CONSIGNE A -> Imprimez intégralement le texte sur le « sharenting » et la vie privée des enfants, sans y apporter la moindre modification.

TEXTE DU DOCUMENT ->
____________________
Les technologies numériques s’infiltrent dans tous les secteurs de la société moderne et la vie des enfants n’y fait pas exception. Les plateformes innovantes ont changé l’expérience du monde qu’ont les enfants, engendrant de nouveaux risques qui affectent considérablement leurs droits fondamentaux. Le « sharenting » représente l’un de ces risques; car il crée une empreinte numérique traçable qui est associée aux enfants sans leur consentement (Haley, 2020). Cela comporte des risques importants tant pour le développement sain d’un enfant que pour sa sécurité physique.
Les données à caractère personnel des enfants doivent être protégées et, en particulier, le droit de faire supprimer leurs informations numériques. Compte tenu de leur vulnérabilité inhérente, le Règlement Général sur la Protection des Données (RGPD) offre une protection spécifique aux enfants en Europe (Lievens, 2018); cependant, à l’ère du numérique, la vie privée des enfants devrait être mieux protégée dans le monde entier.
____________________
CONSIGNE B -> Disposez en liste numérotée tout ce qui va de la ligne des entrées ci-dessous contenant « For each instance of the stick » jusqu'à la fin de ces entrées, les deux bornes comprises. Omettez les lignes vides.

(Une série d'entrées)
____________________
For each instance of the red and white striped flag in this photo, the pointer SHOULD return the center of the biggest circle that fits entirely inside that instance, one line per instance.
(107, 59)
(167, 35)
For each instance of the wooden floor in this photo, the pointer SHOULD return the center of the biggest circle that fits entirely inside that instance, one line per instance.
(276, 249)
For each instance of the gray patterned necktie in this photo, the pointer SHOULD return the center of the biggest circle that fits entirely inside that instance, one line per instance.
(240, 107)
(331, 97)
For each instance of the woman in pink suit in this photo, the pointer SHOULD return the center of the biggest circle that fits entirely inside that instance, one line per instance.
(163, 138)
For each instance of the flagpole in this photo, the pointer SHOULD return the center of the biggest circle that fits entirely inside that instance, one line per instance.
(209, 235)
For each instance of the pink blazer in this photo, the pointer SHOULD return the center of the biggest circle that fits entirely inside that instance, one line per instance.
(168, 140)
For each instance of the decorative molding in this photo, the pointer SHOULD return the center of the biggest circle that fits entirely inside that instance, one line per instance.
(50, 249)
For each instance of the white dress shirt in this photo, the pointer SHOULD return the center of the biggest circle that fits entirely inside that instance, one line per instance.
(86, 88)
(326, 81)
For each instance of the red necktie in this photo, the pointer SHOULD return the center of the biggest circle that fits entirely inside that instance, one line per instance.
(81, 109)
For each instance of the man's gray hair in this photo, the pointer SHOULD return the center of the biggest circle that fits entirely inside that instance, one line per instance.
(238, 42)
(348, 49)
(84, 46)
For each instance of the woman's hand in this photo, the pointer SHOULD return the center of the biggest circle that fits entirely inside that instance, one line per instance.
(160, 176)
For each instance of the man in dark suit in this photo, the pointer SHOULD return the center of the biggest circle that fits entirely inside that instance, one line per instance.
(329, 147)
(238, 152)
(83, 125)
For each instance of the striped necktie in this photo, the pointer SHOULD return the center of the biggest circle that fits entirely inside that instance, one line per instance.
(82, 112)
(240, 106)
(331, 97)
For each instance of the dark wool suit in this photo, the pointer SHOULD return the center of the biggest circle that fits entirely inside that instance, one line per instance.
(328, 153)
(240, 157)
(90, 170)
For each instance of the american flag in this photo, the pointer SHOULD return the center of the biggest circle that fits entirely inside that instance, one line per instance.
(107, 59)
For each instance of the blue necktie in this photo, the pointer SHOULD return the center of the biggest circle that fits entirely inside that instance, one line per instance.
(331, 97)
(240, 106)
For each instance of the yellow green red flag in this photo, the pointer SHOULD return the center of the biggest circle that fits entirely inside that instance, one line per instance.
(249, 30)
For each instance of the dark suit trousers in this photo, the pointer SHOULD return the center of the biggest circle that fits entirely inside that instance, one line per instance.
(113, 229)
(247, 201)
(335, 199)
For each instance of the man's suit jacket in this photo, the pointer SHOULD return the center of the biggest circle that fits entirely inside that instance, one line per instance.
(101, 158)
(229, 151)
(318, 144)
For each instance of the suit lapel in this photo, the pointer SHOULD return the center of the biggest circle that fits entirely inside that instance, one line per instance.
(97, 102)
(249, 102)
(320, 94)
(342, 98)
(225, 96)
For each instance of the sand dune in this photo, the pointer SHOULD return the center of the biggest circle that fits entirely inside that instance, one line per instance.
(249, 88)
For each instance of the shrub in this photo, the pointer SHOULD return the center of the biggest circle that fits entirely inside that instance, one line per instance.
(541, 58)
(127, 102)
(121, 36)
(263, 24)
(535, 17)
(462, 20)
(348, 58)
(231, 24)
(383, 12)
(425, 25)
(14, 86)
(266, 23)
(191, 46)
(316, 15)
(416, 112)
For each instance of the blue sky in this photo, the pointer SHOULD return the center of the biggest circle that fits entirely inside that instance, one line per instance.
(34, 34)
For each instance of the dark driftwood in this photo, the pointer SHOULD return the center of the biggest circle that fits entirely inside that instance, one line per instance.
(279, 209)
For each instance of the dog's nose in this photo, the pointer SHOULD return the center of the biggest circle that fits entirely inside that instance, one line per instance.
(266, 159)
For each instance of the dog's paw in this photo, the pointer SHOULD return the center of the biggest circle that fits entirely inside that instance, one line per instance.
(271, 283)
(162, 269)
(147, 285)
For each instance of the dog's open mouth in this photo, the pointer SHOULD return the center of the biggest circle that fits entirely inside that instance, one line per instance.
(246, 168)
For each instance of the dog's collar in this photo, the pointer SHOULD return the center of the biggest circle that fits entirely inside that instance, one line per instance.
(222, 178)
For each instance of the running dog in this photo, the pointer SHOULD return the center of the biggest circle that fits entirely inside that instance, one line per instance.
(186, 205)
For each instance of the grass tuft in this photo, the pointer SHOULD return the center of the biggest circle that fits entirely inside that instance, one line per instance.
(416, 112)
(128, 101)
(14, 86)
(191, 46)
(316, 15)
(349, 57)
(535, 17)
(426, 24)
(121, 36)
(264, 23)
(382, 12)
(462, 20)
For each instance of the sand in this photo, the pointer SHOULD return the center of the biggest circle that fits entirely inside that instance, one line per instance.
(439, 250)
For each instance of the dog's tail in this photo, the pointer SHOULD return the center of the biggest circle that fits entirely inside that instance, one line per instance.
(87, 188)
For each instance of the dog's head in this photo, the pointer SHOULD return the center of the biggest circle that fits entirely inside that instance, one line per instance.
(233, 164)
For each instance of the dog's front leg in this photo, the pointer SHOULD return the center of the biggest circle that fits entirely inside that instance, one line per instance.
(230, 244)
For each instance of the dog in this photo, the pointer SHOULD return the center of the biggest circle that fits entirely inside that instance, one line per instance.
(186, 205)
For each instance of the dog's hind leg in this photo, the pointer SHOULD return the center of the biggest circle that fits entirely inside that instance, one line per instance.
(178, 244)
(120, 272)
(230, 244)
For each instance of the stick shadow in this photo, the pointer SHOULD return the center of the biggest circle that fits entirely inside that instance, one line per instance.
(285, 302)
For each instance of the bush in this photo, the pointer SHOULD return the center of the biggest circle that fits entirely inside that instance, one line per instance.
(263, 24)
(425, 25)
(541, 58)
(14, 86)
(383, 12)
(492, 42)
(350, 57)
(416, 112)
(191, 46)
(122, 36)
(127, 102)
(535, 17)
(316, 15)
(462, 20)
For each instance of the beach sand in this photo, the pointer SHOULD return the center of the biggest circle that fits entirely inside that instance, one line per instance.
____________________
RÉPONSE A ->
Les technologies numériques s’infiltrent dans tous les secteurs de la société moderne et la vie des enfants n’y fait pas exception. Les plateformes innovantes ont changé l’expérience du monde qu’ont les enfants, engendrant de nouveaux risques qui affectent considérablement leurs droits fondamentaux. Le « sharenting » représente l’un de ces risques; car il crée une empreinte numérique traçable qui est associée aux enfants sans leur consentement (Haley, 2020). Cela comporte des risques importants tant pour le développement sain d’un enfant que pour sa sécurité physique.
Les données à caractère personnel des enfants doivent être protégées et, en particulier, le droit de faire supprimer leurs informations numériques. Compte tenu de leur vulnérabilité inhérente, le Règlement Général sur la Protection des Données (RGPD) offre une protection spécifique aux enfants en Europe (Lievens, 2018); cependant, à l’ère du numérique, la vie privée des enfants devrait être mieux protégée dans le monde entier.

RÉPONSE B ->
1. For each instance of the stick shadow in this photo, the pointer SHOULD return the center of the biggest circle that fits entirely inside that instance, one line per instance.
2. (285, 302)
3. For each instance of the bush in this photo, the pointer SHOULD return the center of the biggest circle that fits entirely inside that instance, one line per instance.
4. (263, 24)
5. (425, 25)
6. (541, 58)
7. (14, 86)
8. (383, 12)
9. (492, 42)
10. (350, 57)
11. (416, 112)
12. (191, 46)
13. (122, 36)
14. (127, 102)
15. (535, 17)
16. (316, 15)
17. (462, 20)
18. For each instance of the beach sand in this photo, the pointer SHOULD return the center of the biggest circle that fits entirely inside that instance, one line per instance.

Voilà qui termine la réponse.